═════ Listed records
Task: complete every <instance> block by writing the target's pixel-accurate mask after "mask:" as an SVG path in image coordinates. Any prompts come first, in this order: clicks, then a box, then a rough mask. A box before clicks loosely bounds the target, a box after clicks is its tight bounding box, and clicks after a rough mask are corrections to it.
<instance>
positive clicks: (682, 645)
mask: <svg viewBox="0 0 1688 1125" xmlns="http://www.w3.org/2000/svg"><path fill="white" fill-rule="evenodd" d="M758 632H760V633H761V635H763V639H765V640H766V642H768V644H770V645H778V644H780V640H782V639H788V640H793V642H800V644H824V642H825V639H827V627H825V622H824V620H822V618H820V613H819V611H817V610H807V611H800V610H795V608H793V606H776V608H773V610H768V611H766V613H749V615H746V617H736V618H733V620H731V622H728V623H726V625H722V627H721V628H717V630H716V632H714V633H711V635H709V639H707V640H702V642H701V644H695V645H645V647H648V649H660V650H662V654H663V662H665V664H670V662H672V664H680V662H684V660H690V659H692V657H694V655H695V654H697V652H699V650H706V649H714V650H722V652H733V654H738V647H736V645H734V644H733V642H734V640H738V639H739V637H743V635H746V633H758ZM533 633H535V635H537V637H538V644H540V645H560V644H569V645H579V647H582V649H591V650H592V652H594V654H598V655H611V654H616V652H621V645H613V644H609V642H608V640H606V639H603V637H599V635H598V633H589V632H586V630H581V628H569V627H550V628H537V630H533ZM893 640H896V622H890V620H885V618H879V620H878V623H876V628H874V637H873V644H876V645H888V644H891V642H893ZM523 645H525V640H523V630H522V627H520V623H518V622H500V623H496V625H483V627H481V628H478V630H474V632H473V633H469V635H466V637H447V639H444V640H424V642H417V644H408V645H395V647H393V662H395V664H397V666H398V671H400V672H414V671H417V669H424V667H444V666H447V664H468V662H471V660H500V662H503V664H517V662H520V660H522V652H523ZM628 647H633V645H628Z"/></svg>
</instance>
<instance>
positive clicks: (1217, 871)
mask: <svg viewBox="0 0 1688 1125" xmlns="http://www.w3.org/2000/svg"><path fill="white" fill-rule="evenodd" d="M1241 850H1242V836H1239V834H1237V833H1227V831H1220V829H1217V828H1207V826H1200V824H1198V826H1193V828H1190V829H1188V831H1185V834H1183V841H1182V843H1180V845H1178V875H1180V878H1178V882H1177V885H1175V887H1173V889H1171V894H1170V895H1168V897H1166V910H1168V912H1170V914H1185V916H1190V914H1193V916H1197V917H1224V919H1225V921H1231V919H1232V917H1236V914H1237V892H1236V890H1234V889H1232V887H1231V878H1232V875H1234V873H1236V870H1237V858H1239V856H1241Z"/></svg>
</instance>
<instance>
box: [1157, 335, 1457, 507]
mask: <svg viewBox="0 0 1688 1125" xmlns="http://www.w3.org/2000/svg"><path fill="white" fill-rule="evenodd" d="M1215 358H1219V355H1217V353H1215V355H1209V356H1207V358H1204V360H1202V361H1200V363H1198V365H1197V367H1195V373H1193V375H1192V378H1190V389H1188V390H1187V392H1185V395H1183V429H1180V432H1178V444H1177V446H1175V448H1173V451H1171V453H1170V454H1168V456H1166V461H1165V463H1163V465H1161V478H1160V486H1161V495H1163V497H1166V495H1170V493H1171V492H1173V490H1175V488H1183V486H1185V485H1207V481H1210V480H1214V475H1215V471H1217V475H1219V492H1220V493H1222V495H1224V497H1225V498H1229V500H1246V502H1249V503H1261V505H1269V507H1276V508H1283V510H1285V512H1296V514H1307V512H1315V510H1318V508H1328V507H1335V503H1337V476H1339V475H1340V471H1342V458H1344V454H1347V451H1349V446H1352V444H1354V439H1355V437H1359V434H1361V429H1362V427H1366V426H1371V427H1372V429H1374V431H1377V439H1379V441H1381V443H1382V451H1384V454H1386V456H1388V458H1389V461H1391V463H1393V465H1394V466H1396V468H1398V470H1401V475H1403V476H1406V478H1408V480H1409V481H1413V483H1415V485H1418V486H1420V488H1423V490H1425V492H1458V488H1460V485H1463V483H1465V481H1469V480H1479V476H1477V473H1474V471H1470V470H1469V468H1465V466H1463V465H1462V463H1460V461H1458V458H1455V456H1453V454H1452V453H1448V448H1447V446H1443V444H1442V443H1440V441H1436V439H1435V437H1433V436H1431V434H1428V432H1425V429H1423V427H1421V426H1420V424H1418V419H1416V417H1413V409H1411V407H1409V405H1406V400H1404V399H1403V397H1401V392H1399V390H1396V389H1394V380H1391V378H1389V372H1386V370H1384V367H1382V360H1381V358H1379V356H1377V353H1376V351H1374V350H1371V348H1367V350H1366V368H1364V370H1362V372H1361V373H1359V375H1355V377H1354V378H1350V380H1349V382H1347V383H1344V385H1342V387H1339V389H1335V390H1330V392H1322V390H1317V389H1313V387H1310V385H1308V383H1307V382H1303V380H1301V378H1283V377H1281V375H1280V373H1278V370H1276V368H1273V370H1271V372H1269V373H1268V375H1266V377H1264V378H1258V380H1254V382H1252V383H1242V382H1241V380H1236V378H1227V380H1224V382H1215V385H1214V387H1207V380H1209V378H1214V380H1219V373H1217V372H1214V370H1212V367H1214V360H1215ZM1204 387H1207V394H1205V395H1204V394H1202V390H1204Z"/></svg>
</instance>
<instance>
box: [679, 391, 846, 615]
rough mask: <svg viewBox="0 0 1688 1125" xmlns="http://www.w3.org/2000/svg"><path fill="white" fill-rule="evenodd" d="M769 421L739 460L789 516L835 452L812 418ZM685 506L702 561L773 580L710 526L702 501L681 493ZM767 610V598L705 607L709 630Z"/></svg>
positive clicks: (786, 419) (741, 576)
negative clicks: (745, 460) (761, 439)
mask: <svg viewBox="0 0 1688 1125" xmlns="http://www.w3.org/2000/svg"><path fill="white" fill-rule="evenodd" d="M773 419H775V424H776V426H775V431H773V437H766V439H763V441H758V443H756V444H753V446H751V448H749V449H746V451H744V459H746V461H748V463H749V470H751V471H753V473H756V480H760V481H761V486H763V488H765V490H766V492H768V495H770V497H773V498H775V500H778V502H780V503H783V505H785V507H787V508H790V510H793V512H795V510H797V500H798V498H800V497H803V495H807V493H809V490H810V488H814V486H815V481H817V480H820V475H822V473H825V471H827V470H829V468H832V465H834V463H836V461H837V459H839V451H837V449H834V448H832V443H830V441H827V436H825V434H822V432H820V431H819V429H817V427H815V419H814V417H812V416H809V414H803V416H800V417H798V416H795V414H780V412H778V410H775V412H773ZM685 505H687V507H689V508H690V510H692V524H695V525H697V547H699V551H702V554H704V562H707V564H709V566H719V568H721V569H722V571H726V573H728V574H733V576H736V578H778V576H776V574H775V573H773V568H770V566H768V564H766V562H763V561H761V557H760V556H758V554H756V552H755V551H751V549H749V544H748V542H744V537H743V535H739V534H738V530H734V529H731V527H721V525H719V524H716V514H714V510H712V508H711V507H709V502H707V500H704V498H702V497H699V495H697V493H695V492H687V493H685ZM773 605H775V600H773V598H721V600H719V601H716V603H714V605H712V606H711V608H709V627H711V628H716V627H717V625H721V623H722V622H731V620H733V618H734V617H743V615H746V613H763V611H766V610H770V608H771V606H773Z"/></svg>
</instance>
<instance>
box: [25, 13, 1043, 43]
══════════
• _Exercise prompt_
Reproduce all of the records above word for word, without altering a single character.

• _Exercise answer_
Task: complete every <instance> block by writing the target's pixel-accurate mask after "mask:" as an SVG path in image coordinates. Any prompts come first, in this order: clicks, then a box, then a rough mask. A box before clicks loosely bounds the target, a box after clicks is its tight bounding box, and clicks after a rough mask are corrections to it.
<instance>
positive clicks: (682, 645)
mask: <svg viewBox="0 0 1688 1125" xmlns="http://www.w3.org/2000/svg"><path fill="white" fill-rule="evenodd" d="M758 632H760V633H761V635H763V639H765V640H766V642H768V644H770V645H778V644H780V640H782V639H788V640H793V642H800V644H824V642H825V639H827V627H825V622H824V620H822V618H820V613H819V611H817V610H807V611H800V610H795V608H793V606H776V608H773V610H768V611H766V613H749V615H746V617H736V618H733V620H731V622H728V623H726V625H722V627H721V628H717V630H716V632H714V633H711V635H709V639H707V640H702V642H701V644H695V645H645V647H648V649H660V650H662V654H663V662H665V664H670V662H672V664H680V662H684V660H690V659H692V657H694V655H695V654H697V652H699V650H706V649H714V650H722V652H733V654H738V647H736V645H734V644H733V642H734V640H738V639H739V637H743V635H746V633H758ZM533 633H535V635H537V637H538V644H540V645H560V644H569V645H579V647H582V649H591V650H592V652H594V654H598V655H611V654H616V652H621V645H613V644H609V642H608V640H606V639H603V637H599V635H598V633H589V632H586V630H581V628H569V627H550V628H537V630H533ZM893 640H896V622H890V620H885V618H879V620H878V623H876V628H874V637H873V644H876V645H888V644H891V642H893ZM523 645H525V640H523V630H522V627H520V623H518V622H500V623H496V625H483V627H481V628H478V630H474V632H473V633H469V635H466V637H447V639H444V640H424V642H417V644H408V645H395V647H393V662H395V664H397V666H398V671H400V672H414V671H417V669H424V667H444V666H447V664H468V662H471V660H500V662H503V664H517V662H520V660H522V652H523ZM628 647H633V645H628Z"/></svg>
</instance>
<instance>
positive clicks: (1217, 871)
mask: <svg viewBox="0 0 1688 1125" xmlns="http://www.w3.org/2000/svg"><path fill="white" fill-rule="evenodd" d="M1241 850H1242V836H1239V834H1237V833H1227V831H1220V829H1217V828H1207V826H1200V824H1198V826H1193V828H1190V829H1188V831H1185V834H1183V841H1182V843H1180V845H1178V875H1180V878H1178V882H1177V885H1175V887H1173V889H1171V894H1170V895H1168V897H1166V910H1168V912H1170V914H1185V916H1190V914H1193V916H1197V917H1224V919H1225V921H1231V919H1232V917H1236V914H1237V892H1236V890H1234V889H1232V887H1231V878H1232V875H1234V873H1236V870H1237V858H1239V856H1241Z"/></svg>
</instance>
<instance>
box: [1157, 335, 1457, 507]
mask: <svg viewBox="0 0 1688 1125" xmlns="http://www.w3.org/2000/svg"><path fill="white" fill-rule="evenodd" d="M1215 358H1219V355H1217V353H1215V355H1209V356H1207V358H1204V360H1202V361H1200V363H1198V365H1197V367H1195V373H1193V375H1192V378H1190V389H1188V390H1187V392H1185V395H1183V429H1180V432H1178V444H1177V446H1175V448H1173V451H1171V453H1170V454H1168V456H1166V461H1165V463H1163V465H1161V478H1160V486H1161V495H1163V497H1166V495H1170V493H1171V492H1173V490H1175V488H1183V486H1185V485H1207V481H1210V480H1214V475H1215V471H1217V475H1219V492H1220V493H1222V495H1224V497H1225V498H1229V500H1246V502H1249V503H1261V505H1269V507H1276V508H1283V510H1285V512H1296V514H1307V512H1315V510H1318V508H1328V507H1335V503H1337V476H1339V475H1340V471H1342V458H1344V454H1347V451H1349V446H1352V444H1354V439H1355V437H1359V434H1361V429H1362V427H1366V426H1371V427H1372V429H1374V431H1377V439H1379V441H1381V443H1382V451H1384V454H1386V456H1388V458H1389V461H1391V463H1393V465H1394V466H1396V468H1398V470H1401V475H1403V476H1406V478H1408V480H1409V481H1413V483H1415V485H1418V486H1420V488H1423V490H1425V492H1458V488H1460V485H1463V483H1465V481H1469V480H1479V476H1477V473H1474V471H1470V470H1469V468H1465V466H1463V465H1462V463H1460V461H1458V458H1455V456H1453V454H1452V453H1448V448H1447V446H1443V444H1442V443H1440V441H1436V439H1435V437H1433V436H1431V434H1428V432H1425V429H1423V427H1421V426H1420V424H1418V419H1416V417H1413V409H1411V407H1409V405H1406V400H1404V399H1403V397H1401V392H1399V390H1396V389H1394V380H1391V378H1389V372H1386V370H1384V367H1382V360H1381V358H1379V356H1377V353H1376V351H1374V350H1371V348H1367V350H1366V368H1364V370H1362V372H1361V373H1359V375H1355V377H1354V378H1350V380H1349V382H1347V383H1344V385H1342V387H1339V389H1335V390H1330V392H1322V390H1317V389H1313V387H1310V385H1308V383H1307V382H1303V380H1301V378H1283V377H1281V375H1280V373H1278V370H1276V368H1273V370H1271V372H1269V373H1268V375H1266V377H1264V378H1258V380H1254V382H1252V383H1242V382H1241V380H1236V378H1227V380H1224V382H1215V385H1214V387H1207V380H1209V378H1214V380H1219V373H1217V372H1214V370H1212V367H1214V360H1215ZM1204 387H1207V394H1205V395H1204V394H1202V390H1204Z"/></svg>
</instance>
<instance>
box: [679, 391, 846, 615]
rough mask: <svg viewBox="0 0 1688 1125" xmlns="http://www.w3.org/2000/svg"><path fill="white" fill-rule="evenodd" d="M769 421L739 460L789 516L835 452L812 418ZM685 506L702 561L773 580L710 526L702 501L681 493ZM767 610V598L705 607L709 630Z"/></svg>
positive clicks: (786, 419) (741, 576)
negative clicks: (745, 460) (761, 439)
mask: <svg viewBox="0 0 1688 1125" xmlns="http://www.w3.org/2000/svg"><path fill="white" fill-rule="evenodd" d="M773 419H775V424H776V426H775V431H773V437H766V439H763V441H758V443H756V444H753V446H751V448H749V449H746V451H744V459H746V461H748V463H749V470H751V471H753V473H756V480H760V481H761V486H763V488H765V490H766V492H768V495H770V497H773V498H775V500H778V502H780V503H783V505H785V507H787V508H790V510H793V512H795V510H797V500H798V498H800V497H803V495H807V493H809V490H810V488H814V486H815V481H817V480H820V475H822V473H825V471H827V470H829V468H832V465H834V463H836V461H837V459H839V451H837V449H834V448H832V443H830V441H827V436H825V434H822V432H820V431H819V429H817V427H815V419H814V417H812V416H809V414H803V416H800V417H798V416H795V414H780V412H778V410H775V412H773ZM685 505H687V507H689V508H690V510H692V524H695V525H697V547H699V551H702V554H704V562H707V564H709V566H719V568H721V569H722V571H726V573H728V574H733V576H736V578H778V576H776V574H775V573H773V568H770V566H768V564H766V562H763V561H761V557H760V556H758V554H756V552H755V551H751V549H749V544H748V542H744V537H743V535H739V534H738V530H734V529H731V527H721V525H719V524H716V514H714V510H712V508H711V507H709V502H707V500H704V498H702V497H699V495H697V493H695V492H687V493H685ZM773 605H775V600H773V598H721V600H719V601H716V603H714V605H712V606H711V608H709V627H711V628H716V627H717V625H721V623H722V622H731V620H733V618H734V617H743V615H746V613H763V611H766V610H770V608H771V606H773Z"/></svg>
</instance>
<instance>
box: [25, 13, 1043, 43]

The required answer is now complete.